▶ _Do this_:
Extract, exactly as written, the line that contains "The service MUST return one point per instance of the cordless" and all lines after it through the end of the records. Omit pictures.
+++ Records supplied +++
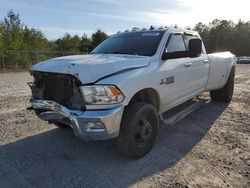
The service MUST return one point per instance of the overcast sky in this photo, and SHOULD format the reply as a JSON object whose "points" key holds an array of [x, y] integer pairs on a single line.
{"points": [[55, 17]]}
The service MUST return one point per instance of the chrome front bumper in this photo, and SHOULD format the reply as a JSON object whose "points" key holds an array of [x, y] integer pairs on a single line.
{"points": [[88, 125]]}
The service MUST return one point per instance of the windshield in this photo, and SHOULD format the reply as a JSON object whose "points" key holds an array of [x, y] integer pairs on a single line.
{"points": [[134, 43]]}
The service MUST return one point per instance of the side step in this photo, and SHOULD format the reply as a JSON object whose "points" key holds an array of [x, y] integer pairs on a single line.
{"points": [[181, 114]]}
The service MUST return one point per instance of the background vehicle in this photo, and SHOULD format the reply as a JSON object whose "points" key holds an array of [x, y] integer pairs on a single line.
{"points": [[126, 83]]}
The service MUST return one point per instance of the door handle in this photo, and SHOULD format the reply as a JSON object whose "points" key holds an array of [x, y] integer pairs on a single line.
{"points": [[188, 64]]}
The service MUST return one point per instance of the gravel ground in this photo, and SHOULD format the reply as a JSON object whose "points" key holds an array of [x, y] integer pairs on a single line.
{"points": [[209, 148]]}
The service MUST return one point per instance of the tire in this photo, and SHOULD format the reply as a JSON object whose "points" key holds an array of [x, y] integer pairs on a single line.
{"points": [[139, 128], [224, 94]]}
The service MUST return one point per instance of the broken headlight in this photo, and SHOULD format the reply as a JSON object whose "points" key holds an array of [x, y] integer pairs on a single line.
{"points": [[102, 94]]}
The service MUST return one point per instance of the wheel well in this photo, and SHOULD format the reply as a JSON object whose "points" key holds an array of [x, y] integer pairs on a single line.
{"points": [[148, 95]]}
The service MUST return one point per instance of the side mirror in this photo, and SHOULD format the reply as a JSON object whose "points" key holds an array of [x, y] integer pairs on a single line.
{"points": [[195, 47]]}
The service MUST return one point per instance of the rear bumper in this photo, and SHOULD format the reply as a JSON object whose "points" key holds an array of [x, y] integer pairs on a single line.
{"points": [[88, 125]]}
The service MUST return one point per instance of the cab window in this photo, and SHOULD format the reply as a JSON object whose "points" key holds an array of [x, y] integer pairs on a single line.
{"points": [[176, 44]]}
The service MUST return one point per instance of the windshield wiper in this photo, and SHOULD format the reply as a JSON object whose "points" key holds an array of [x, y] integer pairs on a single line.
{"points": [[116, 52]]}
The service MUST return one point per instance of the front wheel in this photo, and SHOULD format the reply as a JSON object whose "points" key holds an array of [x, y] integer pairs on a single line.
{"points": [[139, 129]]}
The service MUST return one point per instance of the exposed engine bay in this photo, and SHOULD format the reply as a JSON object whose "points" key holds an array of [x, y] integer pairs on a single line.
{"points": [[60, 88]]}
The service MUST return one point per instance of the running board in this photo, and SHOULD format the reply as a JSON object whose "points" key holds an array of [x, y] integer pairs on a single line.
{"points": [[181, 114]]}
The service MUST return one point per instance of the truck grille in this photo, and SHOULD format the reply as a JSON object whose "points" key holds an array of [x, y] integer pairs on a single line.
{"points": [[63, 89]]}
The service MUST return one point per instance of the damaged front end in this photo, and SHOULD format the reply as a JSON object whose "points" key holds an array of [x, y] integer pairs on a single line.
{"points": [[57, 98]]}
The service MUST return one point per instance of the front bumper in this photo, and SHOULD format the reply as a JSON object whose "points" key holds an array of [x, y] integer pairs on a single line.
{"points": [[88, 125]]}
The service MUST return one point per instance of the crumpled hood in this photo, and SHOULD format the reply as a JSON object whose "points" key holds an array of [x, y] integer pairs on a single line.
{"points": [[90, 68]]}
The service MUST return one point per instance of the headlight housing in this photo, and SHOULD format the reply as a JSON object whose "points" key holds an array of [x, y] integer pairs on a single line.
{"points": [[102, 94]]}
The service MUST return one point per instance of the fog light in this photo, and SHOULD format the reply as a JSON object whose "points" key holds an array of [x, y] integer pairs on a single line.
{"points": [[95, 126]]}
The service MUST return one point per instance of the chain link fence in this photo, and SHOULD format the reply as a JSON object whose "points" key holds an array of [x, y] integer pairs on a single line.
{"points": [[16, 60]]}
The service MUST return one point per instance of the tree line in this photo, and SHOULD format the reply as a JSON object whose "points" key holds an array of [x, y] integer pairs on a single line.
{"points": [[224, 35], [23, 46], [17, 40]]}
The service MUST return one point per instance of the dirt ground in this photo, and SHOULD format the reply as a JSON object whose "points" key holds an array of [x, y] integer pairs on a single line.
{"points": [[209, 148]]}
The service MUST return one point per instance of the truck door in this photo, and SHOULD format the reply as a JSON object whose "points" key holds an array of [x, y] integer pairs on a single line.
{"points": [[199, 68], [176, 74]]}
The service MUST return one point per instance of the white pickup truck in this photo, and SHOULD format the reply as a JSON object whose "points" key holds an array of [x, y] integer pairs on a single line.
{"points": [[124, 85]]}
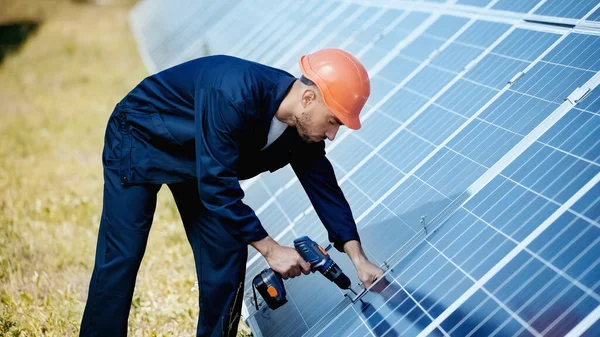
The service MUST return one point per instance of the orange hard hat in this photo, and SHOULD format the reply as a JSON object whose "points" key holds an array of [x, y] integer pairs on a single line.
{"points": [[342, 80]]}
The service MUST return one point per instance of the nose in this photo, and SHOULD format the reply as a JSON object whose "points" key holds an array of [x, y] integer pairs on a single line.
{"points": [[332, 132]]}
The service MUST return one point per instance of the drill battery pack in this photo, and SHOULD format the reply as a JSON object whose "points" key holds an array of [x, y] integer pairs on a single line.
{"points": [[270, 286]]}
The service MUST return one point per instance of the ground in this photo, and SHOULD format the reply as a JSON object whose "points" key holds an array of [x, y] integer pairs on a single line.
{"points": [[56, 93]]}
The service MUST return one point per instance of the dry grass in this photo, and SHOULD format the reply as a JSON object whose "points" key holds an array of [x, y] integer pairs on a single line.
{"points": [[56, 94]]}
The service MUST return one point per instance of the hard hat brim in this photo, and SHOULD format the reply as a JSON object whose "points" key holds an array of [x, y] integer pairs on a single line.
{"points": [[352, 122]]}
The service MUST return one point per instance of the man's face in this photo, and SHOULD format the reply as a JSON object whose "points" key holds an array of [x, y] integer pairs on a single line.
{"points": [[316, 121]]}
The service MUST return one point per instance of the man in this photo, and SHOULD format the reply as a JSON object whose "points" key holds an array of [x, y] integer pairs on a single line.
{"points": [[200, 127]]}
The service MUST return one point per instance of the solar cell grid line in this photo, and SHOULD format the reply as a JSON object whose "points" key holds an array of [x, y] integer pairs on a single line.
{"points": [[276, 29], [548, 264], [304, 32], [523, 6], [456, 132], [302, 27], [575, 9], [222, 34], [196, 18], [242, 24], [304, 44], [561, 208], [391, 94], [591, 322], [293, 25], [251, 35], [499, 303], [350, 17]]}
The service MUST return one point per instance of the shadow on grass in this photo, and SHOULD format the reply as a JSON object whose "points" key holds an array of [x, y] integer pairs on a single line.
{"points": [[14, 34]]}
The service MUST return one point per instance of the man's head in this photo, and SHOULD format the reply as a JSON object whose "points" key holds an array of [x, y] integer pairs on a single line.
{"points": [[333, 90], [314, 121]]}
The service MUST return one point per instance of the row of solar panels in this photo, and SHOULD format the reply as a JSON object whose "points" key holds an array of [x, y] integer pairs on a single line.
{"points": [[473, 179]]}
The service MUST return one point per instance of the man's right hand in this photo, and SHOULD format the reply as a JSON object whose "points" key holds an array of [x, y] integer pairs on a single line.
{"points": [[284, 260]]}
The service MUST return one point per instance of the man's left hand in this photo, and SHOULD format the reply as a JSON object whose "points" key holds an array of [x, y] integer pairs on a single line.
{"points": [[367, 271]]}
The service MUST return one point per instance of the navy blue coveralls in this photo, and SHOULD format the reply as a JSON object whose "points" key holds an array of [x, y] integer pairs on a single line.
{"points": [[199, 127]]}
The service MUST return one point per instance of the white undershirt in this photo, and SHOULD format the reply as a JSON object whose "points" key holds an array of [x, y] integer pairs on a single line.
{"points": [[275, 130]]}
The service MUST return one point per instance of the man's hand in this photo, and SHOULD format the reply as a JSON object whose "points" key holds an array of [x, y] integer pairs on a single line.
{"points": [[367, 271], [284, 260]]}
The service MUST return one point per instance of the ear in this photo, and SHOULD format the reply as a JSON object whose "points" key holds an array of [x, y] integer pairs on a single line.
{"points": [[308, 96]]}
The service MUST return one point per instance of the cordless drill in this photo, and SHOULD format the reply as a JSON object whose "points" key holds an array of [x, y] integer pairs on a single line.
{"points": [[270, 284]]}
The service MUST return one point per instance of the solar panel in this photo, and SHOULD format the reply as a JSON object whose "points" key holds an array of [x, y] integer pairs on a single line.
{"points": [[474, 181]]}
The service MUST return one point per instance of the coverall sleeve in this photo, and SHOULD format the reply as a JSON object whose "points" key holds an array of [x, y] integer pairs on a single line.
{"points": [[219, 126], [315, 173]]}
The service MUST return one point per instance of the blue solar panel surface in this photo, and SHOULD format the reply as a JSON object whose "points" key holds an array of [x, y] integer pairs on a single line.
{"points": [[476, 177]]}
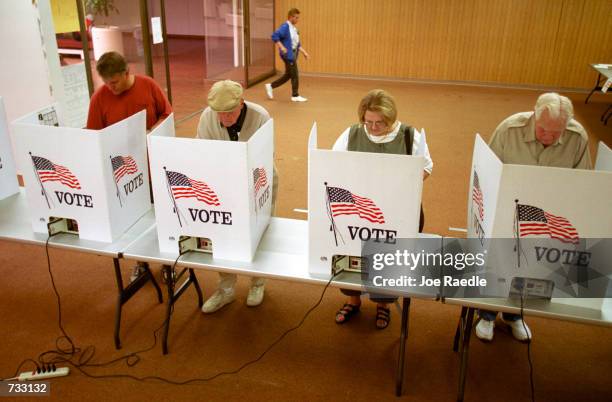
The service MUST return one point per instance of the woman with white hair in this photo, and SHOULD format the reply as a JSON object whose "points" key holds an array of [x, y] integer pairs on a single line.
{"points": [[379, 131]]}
+++
▶ _Problem solution_:
The service MUST return one point per instance of the cordless drill in this photo, and SHOULD format the reply as a JSON object whose "points" key holds an array of [x, y] integer pairs on a single line.
{"points": [[270, 284]]}
The service MUST return one point per instance of the solar panel in this photo, and SHOULD format the reply as a JSON object whose "points" key holds an array of [x, y] integer pairs on a single line.
{"points": [[474, 181]]}
The service MUST return one point per instance of the coverall sleeve in this photo, and SHOULD format the reply as a JSON object whose "points" key holds an array of [x, y] integer pairs on a single line.
{"points": [[219, 126], [315, 173]]}
The service MUST return one point per instance of the blue solar panel surface in this photo, and SHOULD format the reply as a JSON object whose "points" key holds an array of [x, y] integer pairs on a single line.
{"points": [[476, 177]]}
The service MUST return one point per instance of the woman with white hair in this photo, and SHOULD format the reply as a JSON object whose "points" key holds an array of [x, y] integer pairs on a single line.
{"points": [[379, 131]]}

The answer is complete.